#### [AVAILABLE RECORDS]
------------------------------------

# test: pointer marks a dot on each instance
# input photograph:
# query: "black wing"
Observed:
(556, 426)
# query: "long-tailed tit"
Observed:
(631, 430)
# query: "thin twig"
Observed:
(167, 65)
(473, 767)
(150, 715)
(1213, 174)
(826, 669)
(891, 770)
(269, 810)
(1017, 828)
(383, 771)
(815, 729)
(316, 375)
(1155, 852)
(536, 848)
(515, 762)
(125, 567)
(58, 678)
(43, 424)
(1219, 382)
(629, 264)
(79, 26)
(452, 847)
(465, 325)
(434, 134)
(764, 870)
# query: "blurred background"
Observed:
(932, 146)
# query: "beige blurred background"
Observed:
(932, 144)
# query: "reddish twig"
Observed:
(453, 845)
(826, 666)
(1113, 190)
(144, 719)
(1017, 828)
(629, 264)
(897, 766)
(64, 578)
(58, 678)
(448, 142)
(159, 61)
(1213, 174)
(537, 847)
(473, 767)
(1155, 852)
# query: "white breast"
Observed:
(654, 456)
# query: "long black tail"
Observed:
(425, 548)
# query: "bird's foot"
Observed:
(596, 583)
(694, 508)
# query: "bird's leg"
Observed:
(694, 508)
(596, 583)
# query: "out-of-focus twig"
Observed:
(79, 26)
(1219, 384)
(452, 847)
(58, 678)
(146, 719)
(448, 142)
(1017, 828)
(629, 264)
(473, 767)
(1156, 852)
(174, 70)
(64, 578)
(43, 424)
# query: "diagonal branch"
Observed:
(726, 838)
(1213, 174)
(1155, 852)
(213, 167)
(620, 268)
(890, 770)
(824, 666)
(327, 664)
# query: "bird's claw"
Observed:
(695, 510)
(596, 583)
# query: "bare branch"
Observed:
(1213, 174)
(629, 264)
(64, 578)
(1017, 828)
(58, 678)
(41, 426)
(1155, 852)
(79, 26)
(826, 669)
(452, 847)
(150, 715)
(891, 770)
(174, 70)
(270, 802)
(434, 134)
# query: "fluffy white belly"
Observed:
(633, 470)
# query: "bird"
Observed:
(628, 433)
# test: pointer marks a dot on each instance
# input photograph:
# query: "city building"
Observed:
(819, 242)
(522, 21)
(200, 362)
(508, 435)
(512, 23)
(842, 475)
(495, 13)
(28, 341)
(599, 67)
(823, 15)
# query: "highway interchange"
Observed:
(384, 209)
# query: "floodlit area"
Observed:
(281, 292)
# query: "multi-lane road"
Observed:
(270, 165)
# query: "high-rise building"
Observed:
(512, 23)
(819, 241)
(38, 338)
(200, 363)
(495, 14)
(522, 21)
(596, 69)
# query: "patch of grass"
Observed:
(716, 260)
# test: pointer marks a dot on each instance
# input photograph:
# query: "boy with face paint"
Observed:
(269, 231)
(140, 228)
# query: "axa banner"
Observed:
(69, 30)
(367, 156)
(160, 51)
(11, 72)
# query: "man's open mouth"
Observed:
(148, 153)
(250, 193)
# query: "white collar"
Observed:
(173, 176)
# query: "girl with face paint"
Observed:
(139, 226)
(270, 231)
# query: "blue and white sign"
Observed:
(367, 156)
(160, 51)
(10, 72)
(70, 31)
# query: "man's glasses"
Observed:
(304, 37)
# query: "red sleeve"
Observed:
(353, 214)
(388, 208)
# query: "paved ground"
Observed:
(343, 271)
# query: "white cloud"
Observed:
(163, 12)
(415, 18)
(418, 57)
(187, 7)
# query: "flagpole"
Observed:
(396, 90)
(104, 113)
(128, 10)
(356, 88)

------------------------------------

#### [TASK DETAILS]
Reproduce the entire listing word for word.

#### [SOLUTION FOR THIS PROBLEM]
# test: pointer marks a dot on each instance
# input photograph:
# query: "black wing"
Observed:
(556, 426)
# query: "long-tailed tit"
Observed:
(631, 430)
# query: "thin twig"
Observed:
(167, 65)
(473, 767)
(150, 715)
(1213, 174)
(826, 669)
(891, 770)
(269, 810)
(1017, 828)
(383, 771)
(815, 729)
(316, 375)
(1155, 852)
(536, 848)
(515, 762)
(125, 567)
(58, 678)
(43, 424)
(1219, 382)
(629, 264)
(79, 26)
(452, 847)
(465, 325)
(434, 134)
(764, 870)
# query: "blurred background"
Observed:
(932, 146)
# query: "beige blurred background"
Observed:
(932, 144)
# query: "reddish twig"
Observed:
(453, 845)
(826, 666)
(1113, 190)
(144, 719)
(1017, 828)
(629, 264)
(897, 766)
(64, 578)
(58, 678)
(448, 142)
(159, 61)
(1213, 174)
(537, 847)
(473, 767)
(1155, 852)
# query: "white breast"
Observed:
(654, 456)
# query: "long black tail"
Observed:
(425, 548)
# query: "bird's foot"
Observed:
(596, 583)
(694, 508)
# query: "bird's leg"
Observed:
(694, 508)
(596, 583)
# query: "out-of-focus twig"
Observed:
(79, 26)
(1219, 384)
(452, 847)
(58, 678)
(146, 719)
(448, 142)
(1017, 828)
(629, 264)
(473, 767)
(1156, 852)
(174, 70)
(64, 578)
(43, 424)
# query: "diagonal branch"
Observed:
(726, 838)
(1213, 174)
(1155, 852)
(213, 167)
(620, 268)
(890, 770)
(824, 666)
(327, 664)
# query: "bird's claw"
Observed:
(695, 510)
(596, 583)
# query: "bare branch"
Observed:
(1213, 174)
(629, 264)
(64, 578)
(1017, 828)
(58, 678)
(41, 426)
(1155, 852)
(79, 26)
(826, 669)
(452, 847)
(150, 715)
(891, 770)
(174, 70)
(270, 802)
(434, 134)
# query: "fluffy white belly"
Observed:
(633, 470)
# query: "bird"
Observed:
(628, 433)
# test: pointer marks a dot on each instance
# input photograph:
# query: "city building"
Observed:
(819, 242)
(522, 21)
(200, 362)
(508, 435)
(512, 23)
(842, 475)
(495, 13)
(28, 341)
(599, 67)
(823, 15)
# query: "highway interchange"
Observed:
(384, 209)
# query: "floodlit area"
Observed:
(281, 292)
# query: "multi-lane road"
Observed:
(270, 165)
# query: "high-rise building"
Observed:
(512, 23)
(819, 241)
(38, 338)
(200, 363)
(495, 14)
(522, 21)
(596, 69)
# query: "patch of grass"
Observed:
(716, 260)
# test: pointer marks a dot on each instance
# input photograph:
# query: "boy with face paint"
Observed:
(269, 231)
(140, 228)
# query: "axa banner"
Observed:
(69, 30)
(367, 156)
(160, 51)
(11, 72)
# query: "man's open mouth"
Observed:
(148, 153)
(250, 193)
# query: "white collar"
Observed:
(173, 176)
# query: "girl with face paint"
Observed:
(139, 226)
(270, 231)
# query: "blue and white sign"
Observed:
(367, 156)
(160, 51)
(10, 72)
(70, 31)
# query: "man's glasses"
Observed:
(304, 37)
# query: "red sleeve"
Observed:
(353, 214)
(388, 208)
# query: "paved ground"
Observed:
(343, 271)
# query: "white cloud"
Observed:
(163, 12)
(415, 18)
(418, 57)
(187, 7)
# query: "flagpole"
Observed:
(396, 90)
(104, 113)
(128, 10)
(356, 88)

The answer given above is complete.